* _REQUIRED TASK 1_:
Answer these questions about the blog post on Ulysses:
(a) Whom does Ulysses ask to let him go to sleep?
(b) What do the queen and king ask Ulysses about the battle of Troy?
(c) When does the writer plan to analyze Ulysses' descriptions further?

+++ EXTRACT TO READ +++

Saturday, November 14, 2009

Ulysses' vision of change concerning the Greek's fate in his time.

Ulysses stops his tale with the prophet of Thebes and asks his Phaeacian friends to be allowed to go to sleep. However the king and Queen urge Ulysses to continue his tale. The pause seems to synmbolise that Ulysses had imparted the full lesson concerning the past of the Greeks and how the older Greeks broke their backs to become what only a prophet like Tiresias could foresee. The queen and King ask if Ulysses saw any other people from the battle of troy.
Ulysses describes his adventure concerning said heroes and people of the time of troy.
I will analyses this further next week and let you think about his descriptions with this in mind: the people depicted represent the old decaying archetypes of the old Greece that broke its back to be born a new as what Ulysses represents and embodies as a paradigm. The old is buried and gone and desires to be fully buried. The new is a prophets divine dream made concrete still manifesting into the future as a message for a messenger like a spring or as the ancient Greeks say an Er to the decay of the winter of the decay caused by troy and the victory that unleashed the new wondering of the newly formed Greeks of Ulysses time.

+++ PROVIDED DATA +++

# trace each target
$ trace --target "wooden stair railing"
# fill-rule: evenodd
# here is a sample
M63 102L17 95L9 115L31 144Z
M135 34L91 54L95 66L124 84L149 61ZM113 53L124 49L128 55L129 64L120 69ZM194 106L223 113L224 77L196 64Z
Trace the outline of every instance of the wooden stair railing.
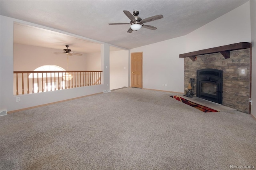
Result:
M27 94L30 94L100 85L102 72L102 71L14 71L14 82L15 81L16 82L14 83L14 85L16 84L16 87L14 85L14 91L16 88L14 94L19 95L20 93L24 94L24 89L26 90Z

+++

* _REQUIRED TASK 2_:
Collect every line of the listing that contains the string "target".

* _FINISHED ANSWER 1_:
(a) His Phaeacian friends.
(b) Whether he saw any other people from the battle of Troy.
(c) Next week.

* _FINISHED ANSWER 2_:
# trace each target
$ trace --target "wooden stair railing"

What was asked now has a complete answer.